ACTIVITY 1> Translate this sentence from the play review into Spanish: "There was never a dull moment in the play."
ACTIVITY 2> In the play review, change everything from "The story was" down to "the way to go." by putting "ordinary people" in place of "the masses" each time it appears.

#### EXERCISE PASSAGE

The story was very close to the hearts of the people. Laudable was the script by Liza Magtoto, the tone of which is resembling the masses, which again is the most relatable segment for the Aegis band. There's a lot of references to pop culture, but then again it's the language the masses speak. The jokes were obvious and spoonfed but the acting and delivery made it funnier as well. The only thing maybe is that it came as a common Filipino ending where suddenly, everyone's happy. But again, if you're speaking the language of the masses, that's the way to go.

There was never a dull moment in the play. The ensemble acting of the cast kept up the show always energized, may it be a dramatic or comedic scene. They made it very natural that you can almost see the real situation it was patterned to. For me, Kailila Aguilos stood out as the Brgy. Captain. She knows her nuances and has the singing voice closest to that of Aegis. She alternates for Isay Alvarez. Aicelle Santos came to me as a surprise. She became better in acting, very quick and natural. Another scene stealer is the actor that played Tolits. He really studied the role and his quips were the funniest. Vocally, the mother role, Mercy (which coincidentally is the name of one of the members of Aegis) stood out with her aria-like solo. The ensemble had their own moments which contributed to the life of the play.

########
#### LISTED RECORDS

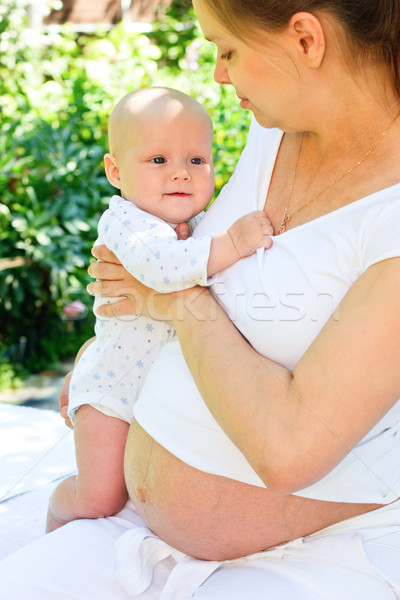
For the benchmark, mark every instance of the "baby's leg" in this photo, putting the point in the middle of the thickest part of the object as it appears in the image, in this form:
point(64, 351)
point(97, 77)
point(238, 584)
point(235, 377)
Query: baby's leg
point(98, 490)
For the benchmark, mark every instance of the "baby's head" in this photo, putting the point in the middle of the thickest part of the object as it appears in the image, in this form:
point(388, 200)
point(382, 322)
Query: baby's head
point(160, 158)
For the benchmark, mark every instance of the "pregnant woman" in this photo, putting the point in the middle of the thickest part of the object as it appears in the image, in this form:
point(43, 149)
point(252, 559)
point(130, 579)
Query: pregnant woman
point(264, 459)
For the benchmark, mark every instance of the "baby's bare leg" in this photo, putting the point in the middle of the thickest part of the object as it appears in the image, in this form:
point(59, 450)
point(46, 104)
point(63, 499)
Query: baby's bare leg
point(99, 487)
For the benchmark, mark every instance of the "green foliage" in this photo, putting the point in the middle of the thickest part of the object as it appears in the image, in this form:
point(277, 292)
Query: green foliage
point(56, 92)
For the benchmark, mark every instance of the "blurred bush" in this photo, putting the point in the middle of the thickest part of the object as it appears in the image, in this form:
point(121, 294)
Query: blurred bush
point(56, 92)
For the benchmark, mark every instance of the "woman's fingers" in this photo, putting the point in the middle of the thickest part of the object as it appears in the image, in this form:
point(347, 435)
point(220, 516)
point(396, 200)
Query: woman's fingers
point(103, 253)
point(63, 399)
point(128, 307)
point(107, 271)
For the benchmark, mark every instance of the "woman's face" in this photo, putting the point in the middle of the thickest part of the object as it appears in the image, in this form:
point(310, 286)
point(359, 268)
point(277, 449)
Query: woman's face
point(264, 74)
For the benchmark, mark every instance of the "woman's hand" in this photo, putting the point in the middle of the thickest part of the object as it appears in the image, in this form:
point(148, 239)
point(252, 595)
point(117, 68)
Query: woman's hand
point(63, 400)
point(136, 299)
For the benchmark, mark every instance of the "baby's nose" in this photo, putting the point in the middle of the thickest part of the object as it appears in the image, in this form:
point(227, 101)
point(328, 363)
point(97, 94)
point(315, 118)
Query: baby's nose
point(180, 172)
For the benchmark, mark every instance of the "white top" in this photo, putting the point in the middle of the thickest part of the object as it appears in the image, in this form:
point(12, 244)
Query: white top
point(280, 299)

########
#### LISTED RECORDS

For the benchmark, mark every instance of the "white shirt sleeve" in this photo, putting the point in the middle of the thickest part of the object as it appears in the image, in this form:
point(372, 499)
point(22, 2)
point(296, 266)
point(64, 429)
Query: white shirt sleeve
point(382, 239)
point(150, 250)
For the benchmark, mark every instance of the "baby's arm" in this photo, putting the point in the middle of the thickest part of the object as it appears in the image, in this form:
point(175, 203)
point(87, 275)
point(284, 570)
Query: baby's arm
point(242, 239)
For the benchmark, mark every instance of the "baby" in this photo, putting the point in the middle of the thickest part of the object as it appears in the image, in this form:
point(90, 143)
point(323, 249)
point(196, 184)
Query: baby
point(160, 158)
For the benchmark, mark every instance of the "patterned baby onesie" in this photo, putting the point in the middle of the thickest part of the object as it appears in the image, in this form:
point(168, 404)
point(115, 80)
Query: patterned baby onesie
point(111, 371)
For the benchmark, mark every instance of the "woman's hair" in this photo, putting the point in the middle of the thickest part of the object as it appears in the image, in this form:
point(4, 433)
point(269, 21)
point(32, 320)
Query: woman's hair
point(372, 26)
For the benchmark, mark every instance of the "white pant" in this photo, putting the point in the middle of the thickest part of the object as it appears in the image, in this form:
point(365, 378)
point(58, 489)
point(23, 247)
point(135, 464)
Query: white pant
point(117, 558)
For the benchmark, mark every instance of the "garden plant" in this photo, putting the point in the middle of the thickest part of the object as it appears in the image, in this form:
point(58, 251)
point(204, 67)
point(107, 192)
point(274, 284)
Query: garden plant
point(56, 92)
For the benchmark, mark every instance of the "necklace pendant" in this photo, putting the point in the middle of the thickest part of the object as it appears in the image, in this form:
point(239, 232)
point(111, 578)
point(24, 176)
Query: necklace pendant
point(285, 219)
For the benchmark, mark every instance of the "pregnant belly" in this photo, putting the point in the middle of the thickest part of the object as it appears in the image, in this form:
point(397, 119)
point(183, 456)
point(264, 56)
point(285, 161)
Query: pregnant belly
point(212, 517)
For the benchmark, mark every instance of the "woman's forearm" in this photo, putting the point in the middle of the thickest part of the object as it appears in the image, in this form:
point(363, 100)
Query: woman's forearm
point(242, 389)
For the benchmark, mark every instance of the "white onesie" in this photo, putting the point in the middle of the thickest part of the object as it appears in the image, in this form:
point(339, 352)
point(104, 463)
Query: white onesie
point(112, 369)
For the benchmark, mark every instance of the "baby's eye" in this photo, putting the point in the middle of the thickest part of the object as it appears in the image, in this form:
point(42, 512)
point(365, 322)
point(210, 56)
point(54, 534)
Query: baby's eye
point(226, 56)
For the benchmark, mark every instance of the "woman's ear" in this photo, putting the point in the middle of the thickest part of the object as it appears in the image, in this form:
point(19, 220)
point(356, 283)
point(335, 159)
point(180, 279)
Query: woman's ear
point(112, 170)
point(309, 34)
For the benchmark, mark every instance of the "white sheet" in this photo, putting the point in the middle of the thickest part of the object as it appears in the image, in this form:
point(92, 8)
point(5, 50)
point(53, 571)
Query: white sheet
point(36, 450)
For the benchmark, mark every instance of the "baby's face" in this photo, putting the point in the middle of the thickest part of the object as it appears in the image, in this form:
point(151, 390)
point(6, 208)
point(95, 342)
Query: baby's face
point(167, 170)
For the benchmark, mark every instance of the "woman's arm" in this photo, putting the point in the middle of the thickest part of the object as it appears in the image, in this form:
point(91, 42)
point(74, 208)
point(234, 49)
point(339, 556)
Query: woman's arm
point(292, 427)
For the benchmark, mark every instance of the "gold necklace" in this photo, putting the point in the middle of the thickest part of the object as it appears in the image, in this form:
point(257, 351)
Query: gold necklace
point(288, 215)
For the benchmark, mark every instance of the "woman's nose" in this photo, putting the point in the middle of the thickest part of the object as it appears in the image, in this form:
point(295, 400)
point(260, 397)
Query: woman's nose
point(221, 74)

########

FINAL ANSWER 1> No hubo ni un momento aburrido en la obra.

FINAL ANSWER 2>
The story was very close to the hearts of the people. Laudable was the script by Liza Magtoto, the tone of which is resembling ordinary people, which again is the most relatable segment for the Aegis band. There's a lot of references to pop culture, but then again it's the language ordinary people speak. The jokes were obvious and spoonfed but the acting and delivery made it funnier as well. The only thing maybe is that it came as a common Filipino ending where suddenly, everyone's happy. But again, if you're speaking the language of ordinary people, that's the way to go.